● **Your assignment**:
May I have the lines from the one containing "Given the screenshot above, find the bounding box of the water" to the end of the entries, returned exactly and with nothing else?

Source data
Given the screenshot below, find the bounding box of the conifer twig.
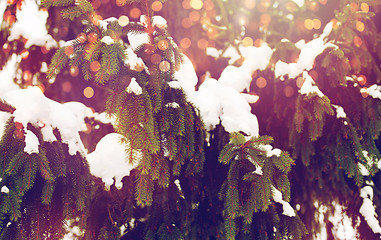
[0,98,15,114]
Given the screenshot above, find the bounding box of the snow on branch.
[87,133,140,190]
[272,185,296,217]
[1,87,85,156]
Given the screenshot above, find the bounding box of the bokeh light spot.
[158,40,169,51]
[77,33,87,43]
[90,61,101,72]
[356,21,365,32]
[254,38,263,47]
[116,0,127,7]
[182,18,192,28]
[88,32,98,43]
[354,36,362,47]
[313,19,321,29]
[197,38,209,49]
[358,75,367,86]
[64,46,74,56]
[244,0,256,9]
[84,87,94,98]
[242,37,254,47]
[182,0,191,9]
[256,77,267,88]
[130,8,141,19]
[152,1,163,12]
[350,2,358,12]
[260,14,271,26]
[361,3,369,13]
[62,81,73,93]
[189,11,201,22]
[204,0,214,10]
[296,77,305,88]
[70,65,79,77]
[151,54,162,65]
[190,0,203,10]
[180,38,192,49]
[284,86,294,97]
[159,61,170,72]
[118,15,129,27]
[23,70,32,82]
[21,49,29,59]
[304,19,314,30]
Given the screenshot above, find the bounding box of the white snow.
[127,32,150,50]
[152,16,167,28]
[165,102,180,108]
[358,163,370,176]
[291,0,305,7]
[300,71,324,97]
[332,104,347,119]
[8,0,57,48]
[101,36,114,45]
[271,185,296,217]
[86,133,140,190]
[24,130,40,154]
[365,84,381,100]
[173,54,198,98]
[260,145,282,157]
[1,186,9,194]
[124,47,146,71]
[359,186,381,234]
[97,17,118,31]
[275,23,336,80]
[126,78,142,95]
[2,87,85,156]
[0,54,21,96]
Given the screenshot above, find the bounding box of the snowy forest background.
[0,0,381,239]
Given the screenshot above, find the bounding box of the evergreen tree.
[0,0,381,239]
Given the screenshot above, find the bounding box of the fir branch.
[41,0,75,7]
[0,98,15,114]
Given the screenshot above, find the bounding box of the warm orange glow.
[182,18,192,28]
[70,66,79,77]
[296,77,305,88]
[84,87,94,98]
[308,1,319,12]
[64,46,74,56]
[182,0,191,9]
[284,86,294,97]
[116,0,127,7]
[130,8,141,19]
[152,1,163,12]
[254,38,263,47]
[151,54,162,65]
[159,61,170,72]
[90,61,101,72]
[358,75,367,86]
[88,32,98,43]
[92,14,103,26]
[350,2,358,12]
[62,81,73,93]
[92,0,101,9]
[41,45,50,54]
[286,2,297,12]
[190,0,203,10]
[23,70,32,82]
[158,40,169,51]
[309,70,318,80]
[204,0,214,10]
[180,38,192,49]
[244,0,256,9]
[197,38,209,49]
[256,77,267,88]
[319,0,327,5]
[118,15,129,27]
[356,21,365,32]
[360,88,368,98]
[313,19,321,29]
[189,11,201,22]
[206,28,218,39]
[77,33,87,43]
[38,84,45,93]
[330,18,339,29]
[354,36,362,47]
[21,49,29,59]
[260,14,271,26]
[304,19,314,30]
[361,3,369,13]
[242,37,254,47]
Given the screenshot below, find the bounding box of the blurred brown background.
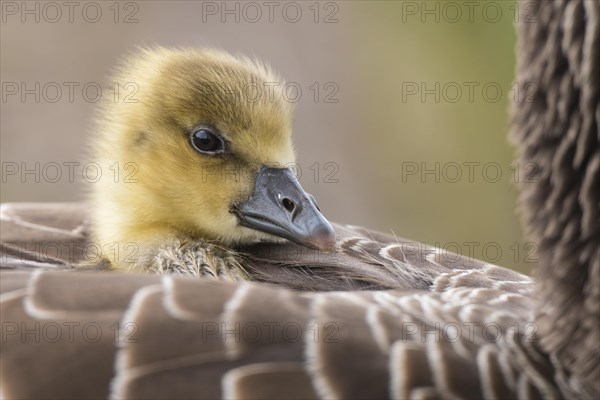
[1,1,534,273]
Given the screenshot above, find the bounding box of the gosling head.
[91,47,335,267]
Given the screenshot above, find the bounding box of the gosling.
[90,48,335,279]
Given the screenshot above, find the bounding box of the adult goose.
[0,1,598,399]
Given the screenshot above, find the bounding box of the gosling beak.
[234,166,336,252]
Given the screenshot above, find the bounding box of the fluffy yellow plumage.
[90,48,333,271]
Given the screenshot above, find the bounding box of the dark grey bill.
[234,166,336,252]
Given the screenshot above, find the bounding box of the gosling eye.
[190,128,225,154]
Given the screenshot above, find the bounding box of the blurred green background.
[1,1,533,273]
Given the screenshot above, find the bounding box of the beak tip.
[310,224,337,252]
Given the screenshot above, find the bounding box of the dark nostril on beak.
[281,197,296,214]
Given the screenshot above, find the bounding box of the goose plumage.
[1,0,598,398]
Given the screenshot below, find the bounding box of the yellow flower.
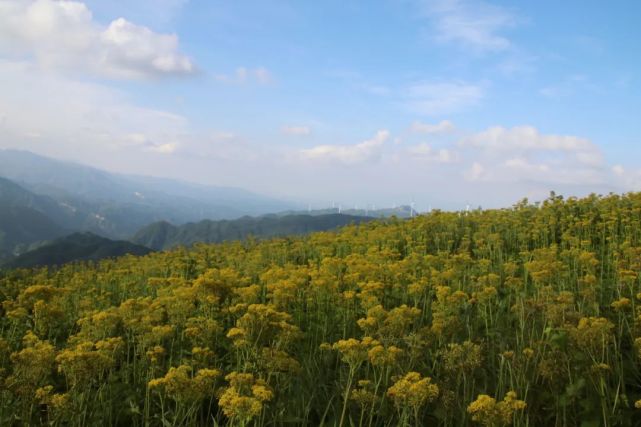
[611,297,631,311]
[218,372,273,423]
[148,365,220,403]
[386,372,439,412]
[522,348,535,359]
[467,391,526,426]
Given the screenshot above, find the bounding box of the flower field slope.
[2,192,641,426]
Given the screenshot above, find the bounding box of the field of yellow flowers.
[2,192,641,426]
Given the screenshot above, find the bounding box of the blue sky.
[0,0,640,209]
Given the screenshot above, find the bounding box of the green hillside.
[2,193,641,425]
[131,213,374,250]
[2,232,153,269]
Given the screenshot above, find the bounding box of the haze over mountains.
[0,149,293,237]
[0,149,406,267]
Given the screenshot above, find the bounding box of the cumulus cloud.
[462,125,603,166]
[282,126,311,136]
[0,0,194,79]
[459,125,607,186]
[301,130,389,164]
[420,0,516,52]
[407,143,456,163]
[411,120,455,134]
[0,60,187,161]
[406,81,484,115]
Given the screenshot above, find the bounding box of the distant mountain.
[0,149,294,238]
[0,177,70,258]
[2,232,153,269]
[131,213,373,250]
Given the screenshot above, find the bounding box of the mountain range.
[131,213,373,250]
[2,232,153,269]
[0,149,297,260]
[0,149,409,267]
[0,149,293,240]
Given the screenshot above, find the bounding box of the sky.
[0,0,640,210]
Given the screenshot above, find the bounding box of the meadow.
[1,192,641,426]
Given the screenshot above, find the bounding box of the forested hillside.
[2,232,153,269]
[0,177,69,258]
[0,150,293,239]
[131,214,373,250]
[2,193,641,425]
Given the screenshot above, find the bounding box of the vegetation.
[2,232,153,269]
[132,214,373,250]
[0,177,67,258]
[2,192,641,426]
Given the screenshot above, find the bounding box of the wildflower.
[333,338,373,369]
[218,372,273,423]
[146,345,166,365]
[467,391,526,426]
[611,297,631,311]
[522,348,535,359]
[35,385,71,416]
[6,331,56,397]
[570,317,614,354]
[442,341,483,373]
[258,348,301,374]
[368,345,403,367]
[148,365,220,403]
[350,380,377,408]
[56,341,119,387]
[387,372,439,412]
[501,351,514,360]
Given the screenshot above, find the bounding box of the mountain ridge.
[0,149,294,238]
[1,231,153,269]
[131,213,374,250]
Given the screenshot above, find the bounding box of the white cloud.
[282,126,311,136]
[421,0,516,52]
[460,126,603,166]
[406,81,484,115]
[301,130,389,164]
[0,0,194,79]
[460,125,607,186]
[214,67,273,85]
[411,120,455,134]
[0,60,187,159]
[407,143,456,163]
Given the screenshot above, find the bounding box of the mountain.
[1,232,153,269]
[0,149,293,238]
[131,213,373,250]
[0,177,70,259]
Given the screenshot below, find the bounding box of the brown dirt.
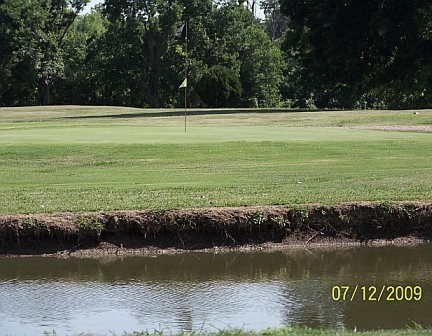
[0,202,431,257]
[351,125,432,132]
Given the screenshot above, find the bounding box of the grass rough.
[54,326,432,336]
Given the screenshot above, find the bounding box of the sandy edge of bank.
[0,202,431,257]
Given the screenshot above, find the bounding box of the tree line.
[1,0,431,109]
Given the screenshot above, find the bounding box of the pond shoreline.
[1,202,431,257]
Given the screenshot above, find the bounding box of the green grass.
[119,326,432,336]
[0,106,431,214]
[42,327,432,336]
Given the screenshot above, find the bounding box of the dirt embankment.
[0,202,431,256]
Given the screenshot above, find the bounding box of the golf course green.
[0,106,431,214]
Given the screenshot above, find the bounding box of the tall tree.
[0,0,89,106]
[261,0,289,41]
[280,0,432,109]
[53,11,108,104]
[0,0,39,105]
[87,0,213,107]
[100,0,184,107]
[0,2,12,103]
[190,1,284,107]
[35,0,90,105]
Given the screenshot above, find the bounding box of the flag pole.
[184,20,188,133]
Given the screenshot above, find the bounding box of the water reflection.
[1,245,432,335]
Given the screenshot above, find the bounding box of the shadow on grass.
[60,108,319,120]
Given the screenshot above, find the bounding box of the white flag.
[179,78,187,89]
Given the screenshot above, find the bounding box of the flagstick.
[184,20,188,133]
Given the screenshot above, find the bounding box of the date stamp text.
[331,285,422,302]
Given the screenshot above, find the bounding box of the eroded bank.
[0,202,431,256]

● **Written answer**:
Given the screenshot above, find the bounding box of the water reflection.
[1,245,432,335]
Given the screenshot above, find the bounding box of the shadow on grass.
[60,108,319,120]
Given the screenshot above, find the bounding box of the white flag.
[179,78,187,89]
Given the screenshot above, find the bounding box of the flagstick.
[184,20,188,133]
Given the screenshot above, find the bounding box of the date stamp text.
[331,285,422,302]
Given the screenshot above, find the bounding box of the eroded bank.
[0,202,431,256]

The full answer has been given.